§ **Activity**:
Begin the copy at the line containing "Target: elbow pad" in the data below and end it at the line containing "Target: car hood", keeping each line exact and leaving out pictures.

§ **Task inputs**:

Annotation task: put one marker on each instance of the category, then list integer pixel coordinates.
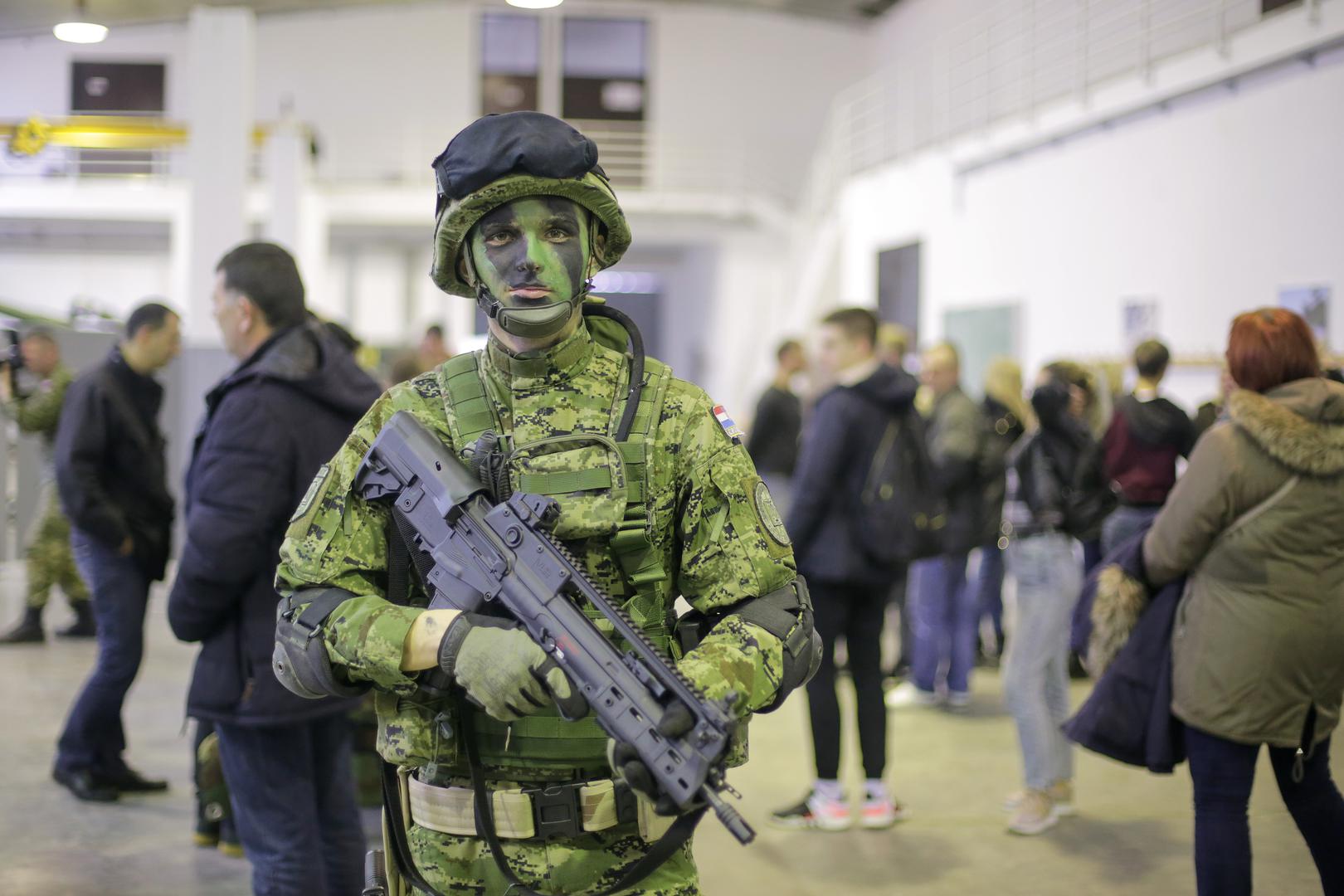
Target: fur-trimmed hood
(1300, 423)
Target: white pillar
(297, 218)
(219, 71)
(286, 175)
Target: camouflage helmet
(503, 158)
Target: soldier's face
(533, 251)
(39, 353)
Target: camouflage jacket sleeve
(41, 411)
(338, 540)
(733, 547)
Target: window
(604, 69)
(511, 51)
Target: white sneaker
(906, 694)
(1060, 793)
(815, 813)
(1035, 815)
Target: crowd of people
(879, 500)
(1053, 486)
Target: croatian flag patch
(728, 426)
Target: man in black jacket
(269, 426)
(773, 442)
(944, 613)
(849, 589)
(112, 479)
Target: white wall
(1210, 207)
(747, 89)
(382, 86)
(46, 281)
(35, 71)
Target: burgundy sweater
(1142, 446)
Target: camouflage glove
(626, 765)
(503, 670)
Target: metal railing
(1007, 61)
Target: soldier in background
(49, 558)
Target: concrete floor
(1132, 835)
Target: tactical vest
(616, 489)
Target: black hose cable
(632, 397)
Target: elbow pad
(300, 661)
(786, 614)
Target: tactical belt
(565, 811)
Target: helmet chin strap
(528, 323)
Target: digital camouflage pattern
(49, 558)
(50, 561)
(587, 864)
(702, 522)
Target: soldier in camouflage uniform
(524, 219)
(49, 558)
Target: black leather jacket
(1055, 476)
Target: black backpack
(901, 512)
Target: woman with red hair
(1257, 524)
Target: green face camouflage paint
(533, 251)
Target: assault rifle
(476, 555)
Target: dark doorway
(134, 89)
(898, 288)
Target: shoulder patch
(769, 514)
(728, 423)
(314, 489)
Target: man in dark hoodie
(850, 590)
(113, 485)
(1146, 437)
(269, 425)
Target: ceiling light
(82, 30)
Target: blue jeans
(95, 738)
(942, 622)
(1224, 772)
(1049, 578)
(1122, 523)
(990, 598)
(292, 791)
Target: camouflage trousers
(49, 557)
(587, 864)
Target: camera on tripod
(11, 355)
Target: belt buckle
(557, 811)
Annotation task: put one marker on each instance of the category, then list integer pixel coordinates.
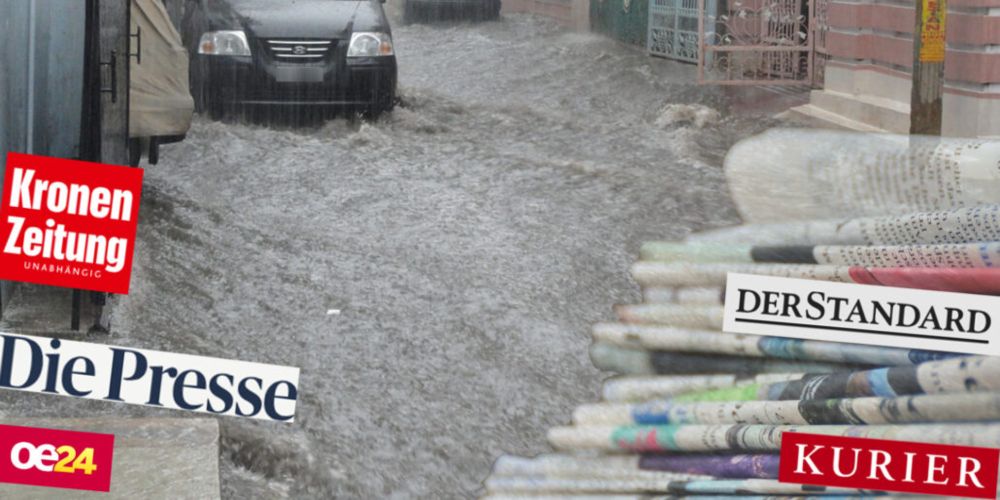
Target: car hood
---
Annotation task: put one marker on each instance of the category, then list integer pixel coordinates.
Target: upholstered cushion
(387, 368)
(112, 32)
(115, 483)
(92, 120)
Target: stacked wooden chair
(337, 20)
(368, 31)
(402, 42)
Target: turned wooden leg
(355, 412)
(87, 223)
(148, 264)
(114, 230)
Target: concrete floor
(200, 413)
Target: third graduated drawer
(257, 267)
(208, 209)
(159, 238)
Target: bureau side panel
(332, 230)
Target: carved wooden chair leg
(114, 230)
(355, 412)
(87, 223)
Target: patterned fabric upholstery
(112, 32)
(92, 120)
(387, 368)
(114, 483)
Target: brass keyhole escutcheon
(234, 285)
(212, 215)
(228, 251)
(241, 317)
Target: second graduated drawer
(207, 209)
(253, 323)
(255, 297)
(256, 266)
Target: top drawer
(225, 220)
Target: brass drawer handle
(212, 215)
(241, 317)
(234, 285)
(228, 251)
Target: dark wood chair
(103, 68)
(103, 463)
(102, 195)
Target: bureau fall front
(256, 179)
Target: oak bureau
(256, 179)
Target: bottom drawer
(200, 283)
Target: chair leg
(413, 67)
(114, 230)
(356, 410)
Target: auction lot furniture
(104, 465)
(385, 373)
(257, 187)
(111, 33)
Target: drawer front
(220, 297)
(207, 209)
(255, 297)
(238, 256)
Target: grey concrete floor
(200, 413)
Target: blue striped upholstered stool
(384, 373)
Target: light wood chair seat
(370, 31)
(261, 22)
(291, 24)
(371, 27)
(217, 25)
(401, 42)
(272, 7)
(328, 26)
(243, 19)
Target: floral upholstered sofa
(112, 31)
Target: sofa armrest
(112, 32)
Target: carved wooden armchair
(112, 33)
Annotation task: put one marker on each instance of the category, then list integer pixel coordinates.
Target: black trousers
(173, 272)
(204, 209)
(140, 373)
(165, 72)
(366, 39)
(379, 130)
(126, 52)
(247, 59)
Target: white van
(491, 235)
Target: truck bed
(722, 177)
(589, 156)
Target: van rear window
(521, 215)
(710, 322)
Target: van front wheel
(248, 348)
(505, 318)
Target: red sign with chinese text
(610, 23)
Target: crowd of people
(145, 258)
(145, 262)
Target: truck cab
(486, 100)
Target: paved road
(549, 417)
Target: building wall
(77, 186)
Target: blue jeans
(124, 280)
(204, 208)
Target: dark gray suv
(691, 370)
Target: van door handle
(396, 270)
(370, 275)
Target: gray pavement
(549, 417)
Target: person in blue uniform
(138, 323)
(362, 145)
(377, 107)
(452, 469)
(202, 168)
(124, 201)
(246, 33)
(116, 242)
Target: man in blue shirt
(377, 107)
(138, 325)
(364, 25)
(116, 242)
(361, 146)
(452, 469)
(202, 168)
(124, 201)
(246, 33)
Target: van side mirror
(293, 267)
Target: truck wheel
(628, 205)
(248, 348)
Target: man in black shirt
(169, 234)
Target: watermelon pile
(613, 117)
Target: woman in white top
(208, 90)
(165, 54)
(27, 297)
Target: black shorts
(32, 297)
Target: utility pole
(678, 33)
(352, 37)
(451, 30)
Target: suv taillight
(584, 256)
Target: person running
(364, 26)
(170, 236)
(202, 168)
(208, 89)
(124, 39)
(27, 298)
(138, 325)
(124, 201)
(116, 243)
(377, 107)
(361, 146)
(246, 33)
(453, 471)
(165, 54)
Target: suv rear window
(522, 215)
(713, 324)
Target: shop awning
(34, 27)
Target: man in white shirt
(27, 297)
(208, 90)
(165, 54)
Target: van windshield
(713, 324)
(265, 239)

§ **Your solution**:
Target: elbow pad
(300, 661)
(786, 614)
Target: tactical belt
(565, 811)
Target: helmet chin strap
(528, 323)
Target: digital camouflage pattern
(49, 558)
(50, 561)
(587, 864)
(702, 522)
Target: soldier in camouflage uniform
(524, 219)
(49, 558)
Target: black leather jacket
(1055, 476)
Target: black backpack
(901, 512)
Target: woman with red hair
(1257, 524)
Target: green face camouflage paint
(533, 251)
Target: assault rifle
(476, 555)
Target: dark doorway
(134, 89)
(898, 288)
Target: shoulder patch
(769, 514)
(728, 423)
(314, 489)
Target: man in dark hoodie
(850, 590)
(113, 485)
(1146, 437)
(269, 425)
Target: ceiling light
(82, 30)
Target: blue jeans
(95, 738)
(942, 622)
(1224, 772)
(1049, 578)
(1122, 523)
(990, 598)
(292, 791)
Target: camouflage trousers
(49, 557)
(587, 864)
Target: camera on tripod
(11, 355)
Target: belt buckle
(557, 811)
Annotation task: put one marker on each instance of the category, then list integer pixel coordinates.
Target: car hood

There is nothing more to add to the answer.